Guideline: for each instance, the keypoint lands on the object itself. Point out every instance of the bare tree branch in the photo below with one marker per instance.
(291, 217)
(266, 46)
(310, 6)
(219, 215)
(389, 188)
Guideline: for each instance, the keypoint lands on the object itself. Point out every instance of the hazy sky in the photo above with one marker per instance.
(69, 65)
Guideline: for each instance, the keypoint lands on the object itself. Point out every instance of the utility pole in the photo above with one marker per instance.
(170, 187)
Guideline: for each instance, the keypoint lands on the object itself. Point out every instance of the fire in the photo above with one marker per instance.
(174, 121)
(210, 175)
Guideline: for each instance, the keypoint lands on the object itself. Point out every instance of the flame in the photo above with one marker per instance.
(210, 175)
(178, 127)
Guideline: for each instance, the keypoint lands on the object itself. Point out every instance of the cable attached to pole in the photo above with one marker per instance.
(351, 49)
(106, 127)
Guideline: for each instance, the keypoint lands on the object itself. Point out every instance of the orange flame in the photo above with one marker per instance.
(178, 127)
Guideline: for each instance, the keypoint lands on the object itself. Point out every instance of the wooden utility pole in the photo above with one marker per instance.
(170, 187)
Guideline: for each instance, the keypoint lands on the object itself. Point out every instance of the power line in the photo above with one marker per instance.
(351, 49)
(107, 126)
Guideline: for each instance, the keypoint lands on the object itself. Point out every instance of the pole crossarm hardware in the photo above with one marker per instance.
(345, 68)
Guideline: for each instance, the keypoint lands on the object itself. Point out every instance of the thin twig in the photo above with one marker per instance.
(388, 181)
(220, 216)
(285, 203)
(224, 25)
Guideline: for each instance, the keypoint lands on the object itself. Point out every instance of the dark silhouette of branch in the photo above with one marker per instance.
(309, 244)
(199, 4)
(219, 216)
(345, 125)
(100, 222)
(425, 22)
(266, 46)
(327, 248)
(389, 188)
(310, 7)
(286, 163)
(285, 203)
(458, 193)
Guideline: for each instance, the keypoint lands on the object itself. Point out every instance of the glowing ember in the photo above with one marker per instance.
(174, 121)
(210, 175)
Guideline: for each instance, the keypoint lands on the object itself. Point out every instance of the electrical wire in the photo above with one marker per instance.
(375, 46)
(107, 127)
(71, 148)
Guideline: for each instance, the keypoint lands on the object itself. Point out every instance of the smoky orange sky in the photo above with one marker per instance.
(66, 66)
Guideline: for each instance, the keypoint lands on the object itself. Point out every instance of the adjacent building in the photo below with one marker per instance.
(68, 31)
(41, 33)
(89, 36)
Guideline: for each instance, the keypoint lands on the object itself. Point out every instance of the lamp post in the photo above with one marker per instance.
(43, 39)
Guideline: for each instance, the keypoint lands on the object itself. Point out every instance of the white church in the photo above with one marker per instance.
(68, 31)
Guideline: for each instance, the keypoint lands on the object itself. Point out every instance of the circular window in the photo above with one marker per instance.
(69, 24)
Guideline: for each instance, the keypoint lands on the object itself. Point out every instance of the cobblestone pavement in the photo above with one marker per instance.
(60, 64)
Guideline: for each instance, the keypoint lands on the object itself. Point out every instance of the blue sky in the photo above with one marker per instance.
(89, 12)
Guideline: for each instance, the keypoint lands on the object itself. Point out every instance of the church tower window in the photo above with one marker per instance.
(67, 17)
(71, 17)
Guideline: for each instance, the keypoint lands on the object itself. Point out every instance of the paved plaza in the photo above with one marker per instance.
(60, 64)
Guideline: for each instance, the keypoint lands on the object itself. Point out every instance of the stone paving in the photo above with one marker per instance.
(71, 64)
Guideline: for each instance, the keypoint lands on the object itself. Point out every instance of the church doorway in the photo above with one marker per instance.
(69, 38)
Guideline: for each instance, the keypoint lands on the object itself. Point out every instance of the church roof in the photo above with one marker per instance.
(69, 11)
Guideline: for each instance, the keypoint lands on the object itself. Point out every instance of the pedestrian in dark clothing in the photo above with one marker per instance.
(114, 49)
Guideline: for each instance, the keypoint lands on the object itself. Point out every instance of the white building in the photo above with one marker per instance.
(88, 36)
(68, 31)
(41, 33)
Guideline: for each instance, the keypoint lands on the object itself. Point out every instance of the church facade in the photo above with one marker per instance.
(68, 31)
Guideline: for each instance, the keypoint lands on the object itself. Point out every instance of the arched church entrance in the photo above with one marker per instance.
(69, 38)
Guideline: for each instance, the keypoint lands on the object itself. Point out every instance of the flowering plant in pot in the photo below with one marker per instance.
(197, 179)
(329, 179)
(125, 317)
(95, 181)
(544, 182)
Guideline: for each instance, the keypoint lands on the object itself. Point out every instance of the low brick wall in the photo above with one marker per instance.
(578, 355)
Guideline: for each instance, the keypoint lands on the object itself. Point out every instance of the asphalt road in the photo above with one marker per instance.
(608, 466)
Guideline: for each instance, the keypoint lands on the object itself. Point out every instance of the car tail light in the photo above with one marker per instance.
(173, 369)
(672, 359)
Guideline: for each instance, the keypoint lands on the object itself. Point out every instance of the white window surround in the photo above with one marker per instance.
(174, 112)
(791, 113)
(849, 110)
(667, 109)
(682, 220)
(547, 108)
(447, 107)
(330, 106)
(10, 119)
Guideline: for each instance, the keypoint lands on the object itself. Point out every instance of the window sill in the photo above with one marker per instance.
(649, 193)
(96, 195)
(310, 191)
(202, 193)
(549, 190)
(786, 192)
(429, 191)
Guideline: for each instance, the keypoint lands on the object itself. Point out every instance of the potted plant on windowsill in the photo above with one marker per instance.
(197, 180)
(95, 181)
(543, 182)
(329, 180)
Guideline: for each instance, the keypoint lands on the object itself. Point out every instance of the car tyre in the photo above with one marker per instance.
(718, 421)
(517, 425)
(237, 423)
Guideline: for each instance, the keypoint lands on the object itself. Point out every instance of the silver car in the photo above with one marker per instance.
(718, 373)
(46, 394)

*Directions for this task*: From the first line to the last, write out the data exactly.

*Response*:
Guideline: for each instance, the keypoint lands on the object itself. Point out every instance of the bare tree branch in the photo below with one marker per instance.
(291, 217)
(266, 46)
(310, 6)
(219, 215)
(389, 188)
Guideline: for each instance, the keypoint lands on the object itself. Point out every instance of the hazy sky in the photo above with one marker per instance.
(69, 65)
Guideline: for each instance, the keypoint lands on the object itself. Point out every instance of the utility pole in the photo above with one marker per instance.
(170, 187)
Guideline: for each instance, the keypoint lands on the object itself. Point out every instance of the fire in the photo above with one marker per instance.
(174, 121)
(210, 175)
Guideline: for each instance, the keypoint lands on the object itself. Point out every instance of the flame in the photo above with one marker per instance.
(210, 175)
(178, 127)
Guideline: for each instance, the keypoint lands on the object itself. Point out every instance of the cable attached to pole in the photo above with one marker per instance.
(351, 49)
(106, 127)
Guideline: for each instance, the keypoint lands on the object itself. Point out every instance of the orange flame in the photo above with one marker per instance.
(178, 127)
Guideline: for each instance, the keypoint lands on the object itself. Point out every instance of the wooden utility pole in the photo above with one marker per instance.
(170, 187)
Guideline: for each instance, the keypoint lands on the object itself. Point out every instance of the power line in the photo above with one marker per instance.
(351, 49)
(107, 126)
Guideline: for each instance, the keypoint lands on the object itself. Point out every instance of the pole crossarm hardware in the photo above with one marker per instance.
(345, 68)
Guideline: for each instance, the keypoint lands on the object itself. Point out every instance of the thin twig in the photo above with one marker per instance.
(388, 181)
(220, 216)
(285, 203)
(224, 25)
Guideline: for each instance, the keypoint lands on the object itself. Point out every instance of the dark silhouette of branch in the photo above with one marker per instance.
(309, 244)
(199, 4)
(219, 216)
(345, 125)
(100, 222)
(425, 22)
(266, 46)
(327, 248)
(389, 188)
(310, 7)
(286, 163)
(285, 203)
(458, 193)
Guideline: for each instance, the keypoint lands on the object itself. Point out every instance of the glowing ember in the photo above with one marker per instance.
(174, 121)
(210, 175)
Guideline: for each instance, the keypoint lands on the object itself. Point out every instance of the electrical wire in the photo above with one marker per instance.
(375, 46)
(107, 127)
(71, 148)
Guideline: for each instance, the keypoint lands on the object itself. Point out every instance of the smoky orange sky in the photo above with one marker per instance.
(66, 66)
Guideline: for each instance, the keypoint lands on the object itself. Point out every instance of the adjacent building in the photo below with one marker per instance.
(68, 31)
(41, 33)
(89, 36)
Guideline: for each instance, the keypoint lands on the object itself. Point out every instance of the lamp post in the photo above with one marker per instance.
(43, 39)
Guideline: for each instance, the keypoint lands on the object itself. Point out every instance of the white church in the photo above with one marker per instance.
(68, 31)
Guideline: for each instance, the keypoint lands on the object itself. Point out every instance of the circular window in the photo above with one marker per instance.
(69, 24)
Guideline: for each instance, the keypoint lands on the object itself. Point out every instance of the cobblestone pavement in the photo above with one marker per instance.
(60, 64)
Guideline: for each instance, the keypoint lands on the object itself. Point out every instance of the blue sky in the photo above with one marker per instance.
(89, 12)
Guideline: for each instance, the keypoint lands on the object itself. Point out every instance of the church tower window in the photo above with one marker per instance.
(67, 17)
(71, 17)
Guideline: for each instance, the keypoint lands on the object itself. Point out every instance of the paved plaza in the photo above with one marker per instance.
(60, 64)
Guideline: for each instance, the keypoint lands on the object itself. Point out every instance of the stone paving in the photo above with one marker per instance.
(71, 64)
Guideline: for each instance, the keypoint lands on the object itself. Point out every instance of the church doorway in the photo above with one marker per instance.
(69, 38)
Guideline: for each instance, the keypoint lands on the object itself. Point out every instance of the church roof in the photo above with one marker per instance.
(69, 11)
Guideline: for each instance, the keypoint lands on the object itself. Point out every instance of the pedestrian in dark clothing in the photo above with one marker per instance.
(114, 49)
Guideline: for each instance, the keypoint lands on the object itself. Point out every instance of the white building in the photo above with one marker per instance.
(88, 36)
(68, 31)
(41, 33)
Guideline: for each instance, the keypoint lands on the object itself. Point out every instance of the church facade in the photo above with one marker per instance.
(68, 31)
Guideline: for each instance, the keypoint lands on the object itself. Point out every instance of the arched church entrance in the photo above with one marker per instance.
(69, 38)
Guideline: for each instance, the keypoint lands on the object itself. Point out every instance of the flowering plant in pot in the photo below with one marker per instance.
(197, 179)
(329, 179)
(125, 317)
(95, 181)
(544, 182)
Guideline: for each instance, the keypoint lands on the object itself. Point out every instance of the low brick wall in the photo above with one marker per instance.
(578, 355)
Guideline: for each instance, the keypoint lands on the object itself. Point out every instance of the asphalt road in the photo above with one marker per instance.
(608, 466)
Guideline: for each instance, the keypoint lands on the object itself. Point out every instance of the car tail light in the photo above with one marker per instance.
(173, 369)
(672, 359)
Guideline: for each instance, the keypoint lands on the object itself. Point out every instance of the white window surround in the photo above with one marker per instance.
(174, 112)
(791, 113)
(849, 110)
(667, 109)
(682, 220)
(547, 108)
(447, 107)
(330, 106)
(10, 119)
Guideline: for each instance, the keypoint lands on the object itself. Point out every instance of the window sill in the photo above with one marker per instance.
(649, 193)
(96, 195)
(310, 191)
(202, 193)
(549, 190)
(786, 192)
(429, 191)
Guideline: for each instance, the keypoint lands on the object itself. Point out every instance of the potted plant on windowsill in the photo above with one marker per instance.
(197, 180)
(95, 181)
(543, 182)
(329, 180)
Guideline: for each instance, the keypoint lands on the object itself. Point out every instance of the car tyre in the photo above with one marker per instance.
(718, 421)
(517, 425)
(237, 423)
Guideline: for each instance, the keypoint lands on the object itself. Point out every instance of the silver car in the photo above with one marker per instance.
(718, 373)
(46, 394)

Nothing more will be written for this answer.